Record excerpts.
══════════════════════════════
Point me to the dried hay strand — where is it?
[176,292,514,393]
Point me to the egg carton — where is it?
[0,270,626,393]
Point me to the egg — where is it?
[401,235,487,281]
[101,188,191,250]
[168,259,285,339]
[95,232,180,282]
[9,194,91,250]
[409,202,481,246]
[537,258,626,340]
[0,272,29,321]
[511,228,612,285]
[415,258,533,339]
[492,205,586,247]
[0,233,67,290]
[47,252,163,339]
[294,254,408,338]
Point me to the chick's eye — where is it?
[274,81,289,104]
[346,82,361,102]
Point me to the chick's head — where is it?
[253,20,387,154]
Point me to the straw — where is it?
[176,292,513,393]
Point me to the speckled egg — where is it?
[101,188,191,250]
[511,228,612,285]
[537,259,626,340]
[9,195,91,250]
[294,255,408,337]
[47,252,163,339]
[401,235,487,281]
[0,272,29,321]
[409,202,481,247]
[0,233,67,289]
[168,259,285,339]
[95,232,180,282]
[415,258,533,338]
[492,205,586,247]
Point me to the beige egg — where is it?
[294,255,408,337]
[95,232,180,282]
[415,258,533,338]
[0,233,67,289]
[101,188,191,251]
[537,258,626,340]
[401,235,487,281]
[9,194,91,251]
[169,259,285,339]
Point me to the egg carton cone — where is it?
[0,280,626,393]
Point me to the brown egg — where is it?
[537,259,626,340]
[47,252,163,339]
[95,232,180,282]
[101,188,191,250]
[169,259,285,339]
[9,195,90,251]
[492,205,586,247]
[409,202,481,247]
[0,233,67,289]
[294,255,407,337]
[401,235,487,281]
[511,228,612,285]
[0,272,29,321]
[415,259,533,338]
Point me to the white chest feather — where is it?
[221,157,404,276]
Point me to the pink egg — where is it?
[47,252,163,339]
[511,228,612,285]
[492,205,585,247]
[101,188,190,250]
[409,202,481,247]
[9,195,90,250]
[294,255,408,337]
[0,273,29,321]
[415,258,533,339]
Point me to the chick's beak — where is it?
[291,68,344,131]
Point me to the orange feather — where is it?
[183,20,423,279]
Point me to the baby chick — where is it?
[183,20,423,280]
══════════════════════════════
Objective.
Copy every line of the records above, from the first line through the line containing "[294,254,408,338]", and offset each coordinate in the answers by adding 116 to it.

Full response.
Point me to the dried hay strand — where is it?
[292,408,630,509]
Point me to the egg carton — where is it?
[116,386,742,509]
Point me to the egg — where is it?
[517,351,603,397]
[217,304,307,366]
[284,375,401,455]
[211,348,296,398]
[125,310,207,366]
[525,318,597,362]
[653,374,742,456]
[116,388,145,437]
[627,344,728,401]
[531,374,649,455]
[608,321,702,363]
[116,349,183,406]
[163,368,279,455]
[410,370,524,454]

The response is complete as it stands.